What the exercise asks: Retype, character for character, the lines in the records below, from the line containing "Put a point on every instance of the chest" through the final line of the records, including both.

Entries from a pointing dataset
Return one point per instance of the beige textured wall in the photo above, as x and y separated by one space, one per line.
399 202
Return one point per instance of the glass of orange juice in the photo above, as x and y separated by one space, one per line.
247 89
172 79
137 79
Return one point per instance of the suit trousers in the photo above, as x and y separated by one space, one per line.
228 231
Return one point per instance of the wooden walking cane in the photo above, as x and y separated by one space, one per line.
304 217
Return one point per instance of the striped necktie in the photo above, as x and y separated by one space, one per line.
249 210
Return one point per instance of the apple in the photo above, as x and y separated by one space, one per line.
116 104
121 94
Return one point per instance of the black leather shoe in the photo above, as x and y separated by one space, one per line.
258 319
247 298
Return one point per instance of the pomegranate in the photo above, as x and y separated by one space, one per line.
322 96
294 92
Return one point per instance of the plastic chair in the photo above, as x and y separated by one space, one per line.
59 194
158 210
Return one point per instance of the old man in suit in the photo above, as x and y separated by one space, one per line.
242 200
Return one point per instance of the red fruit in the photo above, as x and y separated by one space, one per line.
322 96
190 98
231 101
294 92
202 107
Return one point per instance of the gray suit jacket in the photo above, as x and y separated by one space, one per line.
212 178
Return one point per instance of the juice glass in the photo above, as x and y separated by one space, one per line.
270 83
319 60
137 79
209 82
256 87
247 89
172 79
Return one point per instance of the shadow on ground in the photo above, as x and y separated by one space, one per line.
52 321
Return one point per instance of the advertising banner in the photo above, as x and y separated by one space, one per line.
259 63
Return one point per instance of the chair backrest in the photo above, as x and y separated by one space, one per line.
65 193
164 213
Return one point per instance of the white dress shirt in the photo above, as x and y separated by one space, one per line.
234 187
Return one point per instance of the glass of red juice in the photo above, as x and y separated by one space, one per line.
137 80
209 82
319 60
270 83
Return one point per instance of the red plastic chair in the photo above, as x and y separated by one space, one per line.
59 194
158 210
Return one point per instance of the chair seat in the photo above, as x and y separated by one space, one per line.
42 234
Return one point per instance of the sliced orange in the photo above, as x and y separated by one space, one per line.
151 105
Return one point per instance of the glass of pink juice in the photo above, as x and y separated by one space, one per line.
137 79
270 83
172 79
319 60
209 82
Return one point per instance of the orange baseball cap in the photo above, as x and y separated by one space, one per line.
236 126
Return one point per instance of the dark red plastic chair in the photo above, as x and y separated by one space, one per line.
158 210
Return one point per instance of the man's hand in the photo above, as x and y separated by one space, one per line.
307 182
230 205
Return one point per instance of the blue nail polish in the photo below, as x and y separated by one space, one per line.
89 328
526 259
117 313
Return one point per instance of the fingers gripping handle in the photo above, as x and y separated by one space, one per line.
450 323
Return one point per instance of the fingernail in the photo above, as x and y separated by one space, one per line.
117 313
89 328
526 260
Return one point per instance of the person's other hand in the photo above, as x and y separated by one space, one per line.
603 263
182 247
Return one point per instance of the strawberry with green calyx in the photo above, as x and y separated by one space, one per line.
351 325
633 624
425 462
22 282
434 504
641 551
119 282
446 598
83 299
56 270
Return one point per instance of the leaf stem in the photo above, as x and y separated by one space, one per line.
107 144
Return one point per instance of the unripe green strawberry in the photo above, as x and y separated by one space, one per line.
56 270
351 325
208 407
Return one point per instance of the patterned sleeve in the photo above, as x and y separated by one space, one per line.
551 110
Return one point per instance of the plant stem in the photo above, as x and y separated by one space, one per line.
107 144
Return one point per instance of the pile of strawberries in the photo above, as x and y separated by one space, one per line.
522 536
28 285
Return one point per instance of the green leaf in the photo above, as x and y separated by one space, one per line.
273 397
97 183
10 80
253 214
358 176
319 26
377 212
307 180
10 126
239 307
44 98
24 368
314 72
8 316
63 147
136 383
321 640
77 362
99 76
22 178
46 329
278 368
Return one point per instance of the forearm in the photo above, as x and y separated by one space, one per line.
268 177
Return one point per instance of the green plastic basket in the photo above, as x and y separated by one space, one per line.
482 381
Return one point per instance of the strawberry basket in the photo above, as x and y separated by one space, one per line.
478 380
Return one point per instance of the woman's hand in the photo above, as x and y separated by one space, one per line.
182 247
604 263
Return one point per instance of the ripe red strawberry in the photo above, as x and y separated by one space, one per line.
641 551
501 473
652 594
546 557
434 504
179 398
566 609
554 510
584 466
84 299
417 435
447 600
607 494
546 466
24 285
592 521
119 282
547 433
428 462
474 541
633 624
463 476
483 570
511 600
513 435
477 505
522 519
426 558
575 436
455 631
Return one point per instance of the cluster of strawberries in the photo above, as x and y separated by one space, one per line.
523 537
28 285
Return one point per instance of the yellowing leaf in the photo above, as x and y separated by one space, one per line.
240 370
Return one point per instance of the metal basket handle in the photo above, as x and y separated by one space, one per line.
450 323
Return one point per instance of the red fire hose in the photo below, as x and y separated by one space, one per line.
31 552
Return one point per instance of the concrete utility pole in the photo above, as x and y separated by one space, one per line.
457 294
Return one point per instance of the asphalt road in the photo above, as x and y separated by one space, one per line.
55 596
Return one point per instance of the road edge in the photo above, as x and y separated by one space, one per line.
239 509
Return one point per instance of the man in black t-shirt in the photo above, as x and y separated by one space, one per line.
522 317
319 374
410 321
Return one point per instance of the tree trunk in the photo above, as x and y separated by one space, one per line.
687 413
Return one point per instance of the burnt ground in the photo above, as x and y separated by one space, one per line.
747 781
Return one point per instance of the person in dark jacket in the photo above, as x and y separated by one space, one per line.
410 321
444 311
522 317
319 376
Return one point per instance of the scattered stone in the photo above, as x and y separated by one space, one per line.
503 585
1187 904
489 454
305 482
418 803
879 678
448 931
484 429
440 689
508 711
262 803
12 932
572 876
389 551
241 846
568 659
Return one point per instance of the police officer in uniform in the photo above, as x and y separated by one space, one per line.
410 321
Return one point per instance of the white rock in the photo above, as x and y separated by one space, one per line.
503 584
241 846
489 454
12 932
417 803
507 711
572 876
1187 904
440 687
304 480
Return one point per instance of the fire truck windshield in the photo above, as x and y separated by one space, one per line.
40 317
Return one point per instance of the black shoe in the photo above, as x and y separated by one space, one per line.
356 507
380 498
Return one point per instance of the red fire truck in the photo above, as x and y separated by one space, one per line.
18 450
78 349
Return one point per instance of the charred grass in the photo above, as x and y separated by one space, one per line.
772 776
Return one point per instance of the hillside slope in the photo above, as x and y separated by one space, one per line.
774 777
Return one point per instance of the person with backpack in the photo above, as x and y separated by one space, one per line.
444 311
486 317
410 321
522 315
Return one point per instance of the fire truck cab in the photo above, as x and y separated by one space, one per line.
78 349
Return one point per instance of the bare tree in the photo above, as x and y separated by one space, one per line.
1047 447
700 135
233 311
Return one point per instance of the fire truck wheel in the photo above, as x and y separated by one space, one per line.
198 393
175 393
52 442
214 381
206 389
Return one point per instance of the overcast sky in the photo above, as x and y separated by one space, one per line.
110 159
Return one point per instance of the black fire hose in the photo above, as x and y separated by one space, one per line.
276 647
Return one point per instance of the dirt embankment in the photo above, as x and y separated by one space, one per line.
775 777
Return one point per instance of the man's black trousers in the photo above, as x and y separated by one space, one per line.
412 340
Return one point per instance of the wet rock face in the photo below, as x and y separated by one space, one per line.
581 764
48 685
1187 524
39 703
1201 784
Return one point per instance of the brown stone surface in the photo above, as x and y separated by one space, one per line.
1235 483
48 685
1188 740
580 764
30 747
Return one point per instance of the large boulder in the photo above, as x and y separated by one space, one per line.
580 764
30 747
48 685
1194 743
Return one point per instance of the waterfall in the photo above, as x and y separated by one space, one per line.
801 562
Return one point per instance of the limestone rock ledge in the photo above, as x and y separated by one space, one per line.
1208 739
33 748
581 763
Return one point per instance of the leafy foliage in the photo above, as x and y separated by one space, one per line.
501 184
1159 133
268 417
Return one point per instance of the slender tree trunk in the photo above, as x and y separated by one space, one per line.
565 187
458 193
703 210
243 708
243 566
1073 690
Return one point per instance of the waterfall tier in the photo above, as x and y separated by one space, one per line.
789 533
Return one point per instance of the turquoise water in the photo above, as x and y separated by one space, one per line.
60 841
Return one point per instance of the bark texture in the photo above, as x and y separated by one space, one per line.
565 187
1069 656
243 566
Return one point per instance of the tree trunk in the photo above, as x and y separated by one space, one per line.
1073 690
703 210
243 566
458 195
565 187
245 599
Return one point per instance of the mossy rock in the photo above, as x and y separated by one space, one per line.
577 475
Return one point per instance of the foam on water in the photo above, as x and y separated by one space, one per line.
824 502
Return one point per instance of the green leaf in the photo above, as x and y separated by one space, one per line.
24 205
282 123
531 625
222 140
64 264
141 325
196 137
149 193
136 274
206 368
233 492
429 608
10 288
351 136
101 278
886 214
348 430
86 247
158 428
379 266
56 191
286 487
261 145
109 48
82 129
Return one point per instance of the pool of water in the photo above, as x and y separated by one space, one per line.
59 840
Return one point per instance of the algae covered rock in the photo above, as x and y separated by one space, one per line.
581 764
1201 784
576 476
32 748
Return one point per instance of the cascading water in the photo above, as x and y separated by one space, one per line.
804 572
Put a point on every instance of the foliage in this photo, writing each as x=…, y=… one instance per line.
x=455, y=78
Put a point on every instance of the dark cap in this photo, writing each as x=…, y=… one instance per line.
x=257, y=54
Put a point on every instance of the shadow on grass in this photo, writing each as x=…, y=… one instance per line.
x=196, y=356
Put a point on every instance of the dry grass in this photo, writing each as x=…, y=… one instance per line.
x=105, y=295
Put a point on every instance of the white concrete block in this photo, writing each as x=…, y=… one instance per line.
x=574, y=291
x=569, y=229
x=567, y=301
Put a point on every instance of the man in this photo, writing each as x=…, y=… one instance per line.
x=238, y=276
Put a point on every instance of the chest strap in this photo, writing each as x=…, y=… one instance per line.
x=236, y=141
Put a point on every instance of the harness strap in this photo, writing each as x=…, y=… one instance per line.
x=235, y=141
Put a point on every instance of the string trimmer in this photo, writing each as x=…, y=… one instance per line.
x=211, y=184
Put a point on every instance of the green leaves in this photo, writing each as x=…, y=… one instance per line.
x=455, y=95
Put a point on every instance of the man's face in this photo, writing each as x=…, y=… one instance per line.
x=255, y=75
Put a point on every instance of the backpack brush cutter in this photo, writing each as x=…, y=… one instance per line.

Final result:
Put a point on every instance of the chest strap in this photo, writing each as x=…, y=… one instance per line.
x=236, y=141
Put a point on every instance of the harness strap in this photo, writing each as x=…, y=… one instance per line.
x=235, y=141
Put a point on every instance of the string trimmer in this photo, writing each as x=…, y=… one instance per line.
x=211, y=184
Put a point on every instance of the green leaves in this photo, writing each as x=…, y=… one instance per line.
x=455, y=95
Put a point on every instance of the man's face in this photo, writing each as x=…, y=… one instance per line.
x=255, y=75
Put a point on every instance of the backpack brush cutter in this photo, writing each as x=…, y=… one instance per line.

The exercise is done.